### Direction
Please edit the records below, changing each "this frame" to "this picture" and leaving everything else untouched.

### Data
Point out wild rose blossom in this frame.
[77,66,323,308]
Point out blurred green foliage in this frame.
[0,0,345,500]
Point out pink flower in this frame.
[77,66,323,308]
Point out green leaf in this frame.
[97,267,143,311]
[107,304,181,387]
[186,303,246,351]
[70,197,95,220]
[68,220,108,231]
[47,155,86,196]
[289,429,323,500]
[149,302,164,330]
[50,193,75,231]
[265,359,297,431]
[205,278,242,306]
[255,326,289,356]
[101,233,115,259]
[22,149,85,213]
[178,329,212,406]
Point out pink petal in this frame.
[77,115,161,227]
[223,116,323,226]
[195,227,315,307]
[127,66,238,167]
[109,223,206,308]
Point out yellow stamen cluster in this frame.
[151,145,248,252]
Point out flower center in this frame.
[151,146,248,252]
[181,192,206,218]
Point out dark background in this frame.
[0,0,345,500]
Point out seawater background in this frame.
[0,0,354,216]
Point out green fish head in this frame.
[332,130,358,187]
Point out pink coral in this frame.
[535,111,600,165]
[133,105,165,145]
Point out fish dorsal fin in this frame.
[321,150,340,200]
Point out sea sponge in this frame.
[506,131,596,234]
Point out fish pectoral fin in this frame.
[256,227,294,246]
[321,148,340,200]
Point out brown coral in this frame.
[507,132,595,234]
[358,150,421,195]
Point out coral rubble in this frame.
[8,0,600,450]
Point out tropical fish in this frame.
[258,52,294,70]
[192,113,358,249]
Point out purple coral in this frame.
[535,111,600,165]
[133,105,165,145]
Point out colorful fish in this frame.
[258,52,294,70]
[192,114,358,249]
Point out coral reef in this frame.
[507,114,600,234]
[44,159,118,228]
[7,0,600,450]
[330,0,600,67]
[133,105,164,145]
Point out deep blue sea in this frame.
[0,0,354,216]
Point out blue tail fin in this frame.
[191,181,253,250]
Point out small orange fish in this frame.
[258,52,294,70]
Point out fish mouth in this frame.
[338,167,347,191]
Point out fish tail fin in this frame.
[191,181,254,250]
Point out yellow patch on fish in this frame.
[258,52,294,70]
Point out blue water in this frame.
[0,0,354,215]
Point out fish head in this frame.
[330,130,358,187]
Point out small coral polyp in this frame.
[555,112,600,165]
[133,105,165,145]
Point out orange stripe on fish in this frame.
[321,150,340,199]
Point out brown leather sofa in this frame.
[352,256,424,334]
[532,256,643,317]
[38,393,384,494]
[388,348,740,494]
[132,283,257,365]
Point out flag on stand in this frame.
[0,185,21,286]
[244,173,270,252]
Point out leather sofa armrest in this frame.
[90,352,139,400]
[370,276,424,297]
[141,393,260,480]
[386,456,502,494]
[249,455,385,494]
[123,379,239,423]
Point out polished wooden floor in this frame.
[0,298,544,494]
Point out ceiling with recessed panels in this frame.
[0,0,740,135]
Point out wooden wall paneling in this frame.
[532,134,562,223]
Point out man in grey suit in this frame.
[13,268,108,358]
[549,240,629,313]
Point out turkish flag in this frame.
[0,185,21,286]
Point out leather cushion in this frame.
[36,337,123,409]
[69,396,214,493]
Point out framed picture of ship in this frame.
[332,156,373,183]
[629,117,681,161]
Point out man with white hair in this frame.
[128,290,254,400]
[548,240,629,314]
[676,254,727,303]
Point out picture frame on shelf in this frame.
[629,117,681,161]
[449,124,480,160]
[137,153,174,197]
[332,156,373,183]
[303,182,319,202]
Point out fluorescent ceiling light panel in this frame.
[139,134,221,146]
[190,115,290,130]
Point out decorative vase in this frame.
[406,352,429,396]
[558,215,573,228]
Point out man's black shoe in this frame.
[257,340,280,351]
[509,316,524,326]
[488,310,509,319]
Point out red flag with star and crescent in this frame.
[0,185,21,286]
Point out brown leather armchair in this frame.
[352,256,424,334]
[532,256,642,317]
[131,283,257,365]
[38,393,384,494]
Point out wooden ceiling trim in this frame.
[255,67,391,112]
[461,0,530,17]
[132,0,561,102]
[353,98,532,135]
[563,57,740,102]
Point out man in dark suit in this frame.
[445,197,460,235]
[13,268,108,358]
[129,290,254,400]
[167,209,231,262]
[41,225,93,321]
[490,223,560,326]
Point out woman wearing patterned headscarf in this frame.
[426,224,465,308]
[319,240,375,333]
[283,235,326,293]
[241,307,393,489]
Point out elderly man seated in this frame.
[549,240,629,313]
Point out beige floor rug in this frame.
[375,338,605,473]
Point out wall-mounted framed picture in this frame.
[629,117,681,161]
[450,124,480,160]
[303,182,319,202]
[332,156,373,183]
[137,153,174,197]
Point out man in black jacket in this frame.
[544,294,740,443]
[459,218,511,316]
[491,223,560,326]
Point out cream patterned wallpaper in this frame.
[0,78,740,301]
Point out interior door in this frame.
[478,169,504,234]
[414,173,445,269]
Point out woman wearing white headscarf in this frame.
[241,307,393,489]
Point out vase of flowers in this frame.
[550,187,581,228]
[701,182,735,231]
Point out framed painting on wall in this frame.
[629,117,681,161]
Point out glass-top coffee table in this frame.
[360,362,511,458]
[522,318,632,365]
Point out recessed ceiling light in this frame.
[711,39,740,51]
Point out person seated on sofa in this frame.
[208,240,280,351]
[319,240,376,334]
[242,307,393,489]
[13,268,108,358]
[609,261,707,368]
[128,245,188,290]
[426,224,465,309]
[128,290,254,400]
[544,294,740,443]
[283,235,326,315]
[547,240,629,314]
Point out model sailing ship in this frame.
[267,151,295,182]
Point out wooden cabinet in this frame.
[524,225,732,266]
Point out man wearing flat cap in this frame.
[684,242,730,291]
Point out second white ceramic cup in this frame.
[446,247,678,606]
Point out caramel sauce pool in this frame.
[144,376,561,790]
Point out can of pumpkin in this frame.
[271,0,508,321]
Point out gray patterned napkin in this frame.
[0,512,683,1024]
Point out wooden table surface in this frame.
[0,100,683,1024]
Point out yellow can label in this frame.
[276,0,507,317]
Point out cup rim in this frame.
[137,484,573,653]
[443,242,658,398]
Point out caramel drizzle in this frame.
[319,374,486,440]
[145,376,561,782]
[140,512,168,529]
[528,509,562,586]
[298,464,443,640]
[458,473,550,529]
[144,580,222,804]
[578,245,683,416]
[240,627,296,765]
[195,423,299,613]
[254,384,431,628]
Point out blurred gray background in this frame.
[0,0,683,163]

### Result of the exercise
Point out wild rose blossom in this picture.
[77,66,323,308]
Point out blurred green foliage in this picture.
[0,0,345,500]
Point out pink flower in this picture.
[77,66,323,308]
Point out green leaf in this picture.
[97,267,143,311]
[107,304,181,387]
[186,303,246,351]
[70,197,95,220]
[68,220,108,231]
[47,155,86,196]
[289,429,323,500]
[149,302,164,330]
[50,193,75,231]
[265,359,297,431]
[205,278,242,306]
[255,326,289,356]
[101,233,115,259]
[22,149,85,213]
[178,329,212,406]
Point out pink petal in this picture.
[77,115,161,227]
[223,116,323,226]
[195,227,315,307]
[127,66,238,167]
[109,223,206,308]
Point out yellow stamen cluster in this picture.
[151,145,248,252]
Point out flower center in this picture.
[151,146,248,252]
[181,192,206,218]
Point out dark background in this picture.
[0,0,345,500]
Point out seawater background in this picture.
[0,0,354,216]
Point out green fish head in this picture.
[332,130,358,187]
Point out pink coral in this picture.
[535,111,600,165]
[133,105,165,145]
Point out fish dorsal fin in this picture.
[321,150,340,200]
Point out sea sponge in this picture.
[506,131,596,234]
Point out fish pectoral fin in this picture.
[256,227,294,246]
[321,148,340,200]
Point out brown coral in this picture.
[507,132,595,234]
[358,150,421,195]
Point out coral rubble in this picture.
[8,0,600,450]
Point out tropical fish in this picture.
[258,52,294,70]
[192,113,358,249]
Point out purple coral in this picture.
[535,111,600,165]
[133,105,165,145]
Point out colorful fish in this picture.
[258,52,294,70]
[192,114,358,249]
Point out coral reef in this picture.
[507,114,600,234]
[44,159,118,228]
[7,0,600,450]
[330,0,600,67]
[133,105,164,145]
Point out deep blue sea in this picture.
[0,0,354,216]
Point out blue tail fin in this picture.
[191,181,253,250]
Point out small orange fish in this picture.
[258,52,294,70]
Point out fish mouth in this picture.
[338,167,347,191]
Point out fish tail fin in this picture.
[191,181,254,250]
Point out yellow patch on fish in this picture.
[258,52,294,70]
Point out blue water in this picture.
[0,0,354,215]
Point out fish head in this picture.
[330,130,358,187]
Point out small coral polyp in this picture.
[555,112,600,165]
[133,105,165,145]
Point out orange stripe on fish in this picture.
[321,150,340,199]
Point out brown leather sofa in this picture.
[352,256,424,334]
[532,256,643,317]
[38,393,384,494]
[388,348,740,494]
[132,283,257,365]
Point out flag on stand in this picture.
[0,185,21,286]
[244,173,270,252]
Point out leather sofa armrest in this picture.
[90,352,139,400]
[370,276,424,297]
[141,393,260,480]
[386,456,502,494]
[249,455,385,494]
[123,379,239,423]
Point out polished wooden floor in this picture.
[0,298,544,494]
Point out ceiling with recessed panels in this picture.
[0,0,740,135]
Point out wooden wall paneling in this picture.
[532,134,562,223]
Point out man in grey suit in this picture.
[13,268,108,358]
[549,240,629,313]
Point out turkish flag in this picture.
[0,185,21,286]
Point out leather cushion in this picture.
[36,337,123,409]
[69,396,214,493]
Point out framed picture of ship in this picture.
[332,156,373,183]
[629,117,681,161]
Point out man with white hair in this picture.
[128,290,254,400]
[548,240,629,314]
[676,254,727,303]
Point out picture frame on shelf in this picture.
[629,117,681,161]
[449,124,480,160]
[137,153,174,197]
[332,156,373,183]
[303,182,319,202]
Point out fluorescent ceiling light panel in this picture.
[139,134,221,146]
[190,115,290,130]
Point out decorative vase in this picture.
[406,352,429,396]
[558,215,573,228]
Point out man's black shoe in this picture.
[257,340,280,351]
[509,316,524,326]
[488,310,509,319]
Point out red flag with star and crescent in this picture.
[0,185,21,286]
Point out brown leather armchair in this picture.
[352,256,424,334]
[532,256,642,317]
[131,283,257,365]
[38,393,384,494]
Point out wooden ceiling trim in this picture.
[255,67,391,112]
[461,0,530,17]
[132,0,561,102]
[353,98,532,135]
[563,57,740,102]
Point out man in dark suit in this picture.
[445,197,460,235]
[13,268,108,358]
[129,290,254,400]
[167,209,231,262]
[41,225,93,321]
[490,223,560,326]
Point out woman wearing patterned headscarf in this picture.
[426,224,465,308]
[319,240,375,333]
[283,235,326,293]
[241,307,393,489]
Point out elderly man seated in this picture.
[549,240,629,313]
Point out beige floor rug in this picture.
[375,338,605,473]
Point out wall-mounted framed picture in this picture.
[629,117,681,161]
[450,124,480,160]
[303,182,319,202]
[332,156,373,183]
[137,153,174,197]
Point out man in black jacket in this picture.
[544,294,740,443]
[459,218,511,316]
[491,223,560,326]
Point out cream patterned wallpaper in this picture.
[0,78,740,301]
Point out interior door in this picture.
[478,169,504,234]
[414,173,445,269]
Point out woman wearing white headscarf in this picture.
[241,307,393,489]
Point out vase of flowers in this picture.
[550,187,581,228]
[701,182,735,231]
Point out framed painting on wall in this picture.
[629,117,681,161]
Point out glass-top coffee table in this picture.
[360,362,511,458]
[522,318,632,365]
Point out recessed ceiling light in this picture.
[711,39,740,51]
Point out person seated on sofa in this picture.
[208,240,280,351]
[319,240,376,334]
[242,307,393,489]
[13,268,108,358]
[609,261,707,368]
[128,245,188,290]
[426,224,465,309]
[128,290,254,400]
[544,294,740,443]
[283,235,326,315]
[547,240,629,314]
Point out model sailing ship in this picture.
[267,151,295,182]
Point out wooden cabinet in this picture.
[524,225,732,266]
Point out man wearing flat cap in this picture.
[684,242,730,291]
Point out second white ceramic cup in this picture.
[446,247,678,606]
Point out caramel sauce pool in this picture.
[144,376,561,790]
Point out can of pumpkin in this picture.
[271,0,508,321]
Point out gray patterned napkin in this picture.
[0,512,683,1024]
Point out wooden table surface in this picture.
[0,100,683,1024]
Point out yellow can label in this picture.
[276,0,507,317]
Point out cup rim in this picture.
[137,484,573,653]
[443,242,658,398]
Point out caramel drizzle in this picture.
[319,374,486,440]
[145,376,561,782]
[140,512,168,529]
[528,509,562,586]
[298,464,443,640]
[458,473,550,529]
[144,580,222,804]
[578,245,683,416]
[240,627,296,765]
[195,423,299,613]
[254,384,431,628]
Point out blurred gray background in this picture.
[0,0,683,163]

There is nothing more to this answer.